» Problem to work on
Beneath this task is a listing; retype all of it exactly.

» Recorded information
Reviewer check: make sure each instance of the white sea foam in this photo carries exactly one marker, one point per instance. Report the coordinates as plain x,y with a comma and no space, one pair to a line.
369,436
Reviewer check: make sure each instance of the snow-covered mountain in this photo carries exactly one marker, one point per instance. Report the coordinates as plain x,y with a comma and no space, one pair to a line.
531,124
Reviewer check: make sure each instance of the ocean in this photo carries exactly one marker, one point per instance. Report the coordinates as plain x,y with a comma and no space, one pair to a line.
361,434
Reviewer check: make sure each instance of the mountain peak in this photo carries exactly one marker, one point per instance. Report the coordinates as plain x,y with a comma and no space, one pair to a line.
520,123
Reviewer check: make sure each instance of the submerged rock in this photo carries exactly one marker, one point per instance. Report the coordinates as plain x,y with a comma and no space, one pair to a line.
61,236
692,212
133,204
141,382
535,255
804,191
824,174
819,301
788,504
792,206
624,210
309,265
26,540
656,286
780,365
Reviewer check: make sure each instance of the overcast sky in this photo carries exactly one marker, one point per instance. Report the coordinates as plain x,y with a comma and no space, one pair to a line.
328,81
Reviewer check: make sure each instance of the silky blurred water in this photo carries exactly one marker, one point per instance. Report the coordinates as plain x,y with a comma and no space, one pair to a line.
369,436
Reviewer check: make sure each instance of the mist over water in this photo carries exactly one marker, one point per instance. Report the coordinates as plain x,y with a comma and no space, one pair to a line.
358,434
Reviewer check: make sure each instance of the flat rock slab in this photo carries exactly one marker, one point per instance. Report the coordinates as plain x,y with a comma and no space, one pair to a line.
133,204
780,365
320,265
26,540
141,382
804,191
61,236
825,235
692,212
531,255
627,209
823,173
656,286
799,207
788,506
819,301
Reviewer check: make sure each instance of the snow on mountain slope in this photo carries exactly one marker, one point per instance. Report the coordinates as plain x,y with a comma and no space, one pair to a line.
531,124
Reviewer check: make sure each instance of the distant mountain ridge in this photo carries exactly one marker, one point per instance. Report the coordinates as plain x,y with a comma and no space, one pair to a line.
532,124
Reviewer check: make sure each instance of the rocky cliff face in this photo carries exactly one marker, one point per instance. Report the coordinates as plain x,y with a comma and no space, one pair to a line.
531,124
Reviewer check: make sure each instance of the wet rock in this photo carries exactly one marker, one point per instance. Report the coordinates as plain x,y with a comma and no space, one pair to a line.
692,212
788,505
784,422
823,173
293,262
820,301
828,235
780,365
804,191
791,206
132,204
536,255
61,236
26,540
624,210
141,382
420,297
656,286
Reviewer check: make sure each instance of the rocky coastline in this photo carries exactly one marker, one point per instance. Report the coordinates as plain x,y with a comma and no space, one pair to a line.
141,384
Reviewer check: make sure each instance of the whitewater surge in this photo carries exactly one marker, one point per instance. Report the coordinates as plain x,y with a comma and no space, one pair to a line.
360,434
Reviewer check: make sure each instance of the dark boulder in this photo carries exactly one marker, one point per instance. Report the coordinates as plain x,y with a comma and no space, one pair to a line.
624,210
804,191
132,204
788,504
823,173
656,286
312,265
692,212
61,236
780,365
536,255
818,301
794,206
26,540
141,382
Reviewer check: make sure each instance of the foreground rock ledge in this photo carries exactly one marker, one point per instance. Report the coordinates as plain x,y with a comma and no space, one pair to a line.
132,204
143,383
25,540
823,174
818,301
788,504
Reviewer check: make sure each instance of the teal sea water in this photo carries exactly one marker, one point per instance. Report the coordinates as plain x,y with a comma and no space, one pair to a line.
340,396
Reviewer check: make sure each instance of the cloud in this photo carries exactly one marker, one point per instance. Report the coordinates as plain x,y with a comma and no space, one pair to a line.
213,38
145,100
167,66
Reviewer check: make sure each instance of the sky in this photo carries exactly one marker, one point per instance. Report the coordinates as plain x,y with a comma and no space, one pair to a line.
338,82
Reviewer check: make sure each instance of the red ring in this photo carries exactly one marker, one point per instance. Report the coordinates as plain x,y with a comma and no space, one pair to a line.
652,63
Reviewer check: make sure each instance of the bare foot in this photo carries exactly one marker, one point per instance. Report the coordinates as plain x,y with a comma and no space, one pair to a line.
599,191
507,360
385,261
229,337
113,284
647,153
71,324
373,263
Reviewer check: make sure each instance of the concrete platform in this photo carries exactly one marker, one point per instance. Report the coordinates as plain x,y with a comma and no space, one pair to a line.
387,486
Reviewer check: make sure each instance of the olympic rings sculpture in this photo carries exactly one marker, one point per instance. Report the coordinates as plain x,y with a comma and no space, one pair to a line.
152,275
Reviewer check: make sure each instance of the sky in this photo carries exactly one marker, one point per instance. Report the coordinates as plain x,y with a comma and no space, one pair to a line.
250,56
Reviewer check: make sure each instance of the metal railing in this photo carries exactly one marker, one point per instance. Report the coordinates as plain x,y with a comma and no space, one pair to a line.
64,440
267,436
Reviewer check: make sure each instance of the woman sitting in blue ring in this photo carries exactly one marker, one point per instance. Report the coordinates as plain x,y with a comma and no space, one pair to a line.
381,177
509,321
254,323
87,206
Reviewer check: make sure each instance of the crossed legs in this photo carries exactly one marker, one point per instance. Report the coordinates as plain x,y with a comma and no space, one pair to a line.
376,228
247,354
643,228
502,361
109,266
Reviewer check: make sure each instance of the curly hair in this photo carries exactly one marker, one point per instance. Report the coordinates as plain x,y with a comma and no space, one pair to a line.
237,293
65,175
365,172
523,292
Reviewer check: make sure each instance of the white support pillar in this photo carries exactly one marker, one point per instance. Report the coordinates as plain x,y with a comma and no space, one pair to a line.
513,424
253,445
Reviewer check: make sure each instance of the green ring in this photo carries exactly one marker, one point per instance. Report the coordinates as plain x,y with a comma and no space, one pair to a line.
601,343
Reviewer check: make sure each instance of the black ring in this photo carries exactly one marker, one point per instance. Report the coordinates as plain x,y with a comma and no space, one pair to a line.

» Completed task
Reviewer check: make sure each instance of the white sea foam in this photo carries exactly one marker, one point per instance. Report the coordinates as plain x,y with a comma and no space, one pair to a line.
369,436
Reviewer check: make sure each instance of the snow-covered mountain in this photo carries exactly one marker, one point per instance. Report the coordinates as plain x,y with a comma and no space, one pair to a line.
531,124
Reviewer check: make sure each instance of the ocean in this photo carries exactly one marker, one point per instance. Report the coordinates as plain x,y with a comma and no space, one pair to a line.
361,434
Reviewer check: make sure each instance of the mountain peak in this photo carries exactly one marker, one point per instance. Report the coordinates as plain x,y with a comma and no space, one pair to a line.
520,123
Reviewer check: make sure each instance of the submerged rock in this photo carries exactly one marker, one point per instance. Report the coordinates as plain x,y with a comma and no space, one pair to a line.
61,236
692,212
133,204
141,382
535,255
804,191
824,174
819,301
788,504
792,206
624,210
309,265
26,540
656,286
780,365
Reviewer check: make sure each instance of the overcast sky in this photo carries exactly one marker, one point per instance. Report the coordinates as plain x,y with a comma and no space, one pair to a line.
328,81
Reviewer check: make sure each instance of the silky blurred water in this photo carries exactly one marker, one point per instance. Report the coordinates as plain x,y with a comma and no space, one pair to a line.
369,436
Reviewer check: make sure each instance of the mist over water in this photo carries exactly one marker, one point per instance. Report the coordinates as plain x,y with a comma and no space, one pair to a line.
358,434
Reviewer check: make sure each instance of the flat rock slab in this photo carries exactly one marker, one point per instance. Report the coordinates as plain x,y with a comma and no space, one pair to a line.
133,204
780,365
320,265
26,540
141,382
804,191
61,236
825,235
692,212
531,255
627,209
823,173
656,286
799,207
788,506
819,301
Reviewer check: make sure each instance of the snow on mountain slope in this photo carries exactly one marker, one point per instance. Report the coordinates as plain x,y with a comma and no space, one pair to a line.
531,124
Reviewer check: make sure each instance of the distant mountain ridge in this photo carries exactly one marker, one point per instance. Report the coordinates as plain x,y with a comma and no space, one pair to a line.
532,124
Reviewer check: make sure each instance of the rocky cliff face in this photo carries exactly one marker, one point per instance. Report the coordinates as plain x,y with a comma and no space, one pair to a line.
531,124
Reviewer check: make sure each instance of the wet rock in this photo carries exactly one marker, one point per instance. Report the coordinates as plain x,y with a comma and no space, one pair to a line.
692,212
788,505
784,422
823,173
293,262
820,301
828,235
780,365
804,191
791,206
132,204
536,255
61,236
26,540
624,210
141,382
420,297
656,286
Reviewer check: make sure each instance of the rocky coastline in this photo carries exactly one marker, one point per instance. Report the coordinates as plain x,y with a comma and no space, one pair to a line.
141,384
Reviewer check: make sure each instance of the whitewater surge in this photo carries exactly one marker, one point per instance. Report the coordinates as plain x,y with a comma and no space, one pair to a line.
360,434
Reviewer check: make sure each instance of the dark boulder in this photo carries exactly one marker, one point per instance. Report the coordinates as plain x,y with a comma and no space, one pair to a line.
624,210
804,191
132,204
788,504
823,173
656,286
312,265
692,212
61,236
780,365
536,255
818,301
794,206
26,540
141,382
Reviewer check: make sure each instance of the foreground rock ledge in this photo carries exactly one marker, one point per instance. Report the coordinates as plain x,y with a comma and no space, one pair to a line.
132,204
143,383
25,540
823,174
818,301
788,504
Reviewer check: make sure each instance of the teal sea water in this photo carries exactly one marker, one point per instance. Report the coordinates as plain x,y with a comma and no space, one pair to a line.
340,396
Reviewer check: make sure each instance of the cloud in this photo carries exactly one marker, one point per instance. Report the coordinates as plain x,y with a comma and no space, one pair to a line.
213,38
145,100
167,66
Reviewer check: make sure each instance of the sky in this photo carries exactly one marker, one point per instance. Report the coordinates as plain x,y with a comma and no space, one pair to a line.
338,82
Reviewer check: make sure each instance of the red ring in this photo carries exactly one marker, one point per instance. Report the coordinates as plain x,y with a comma and no space, one pair to a line.
652,63
Reviewer check: make sure each instance of the bare foot in this photo carries exactly one marker, one point per instance. Report the coordinates as plain x,y with a comma and no space, one pair to a line.
599,191
507,360
385,261
229,337
113,284
647,153
71,324
373,263
Reviewer check: make sure each instance of the concrete platform in this photo carries exactly one marker, one point per instance. Report the coordinates as plain x,y with a comma and no space, one pair to a line.
387,486
Reviewer check: make sure each instance of the olympic rings sculpture in this photo carries exactly one marker, one point per instance. Report the coordinates as plain x,y with a comma and no space, one pair to a line.
152,275
Reviewer check: make sure each instance of the sky in this photo carries exactly one marker, one point per instance. Report the coordinates as plain x,y with a comma and no space, one pair to a line.
250,56
Reviewer check: make sure each instance of the metal railing in this photo carries exactly one marker, one point per instance. Report the coordinates as plain x,y with a comma and no space, one pair to a line.
64,440
267,436
Reviewer check: make sure each instance of the woman sitting in blue ring in this photo carries exactly one marker, one point per instance. Report the coordinates as plain x,y with a comma and no space, one pair to a line.
381,177
509,321
254,323
87,206
Reviewer check: make sure each instance of the crossed legs in this photo carries exactly one marker, one point per instance. Report the coordinates as plain x,y with a comma and no space, one pair to a line.
376,228
247,354
643,228
502,361
109,266
Reviewer check: make sure each instance of the curly hair in this photo carries exactly one marker, one point per instance. Report the coordinates as plain x,y with a comma and no space, one pair to a line.
237,293
65,175
365,172
523,292
Reviewer check: make sure each instance of the white support pillar in this photo carries exactly one marker, one point per instance. Report the coordinates as plain x,y with a comma and no space, one pair to a line.
513,424
253,445
Reviewer check: make sure each instance of the green ring in this photo carries exactly one marker, one point per instance. Report the coordinates as plain x,y with a comma and no space, one pair to a line.
601,343
Reviewer check: make sure each instance of the black ring in this photo carries exactly one marker, one point per instance. Report the coordinates as plain x,y with a comma and no space, one pair to a line.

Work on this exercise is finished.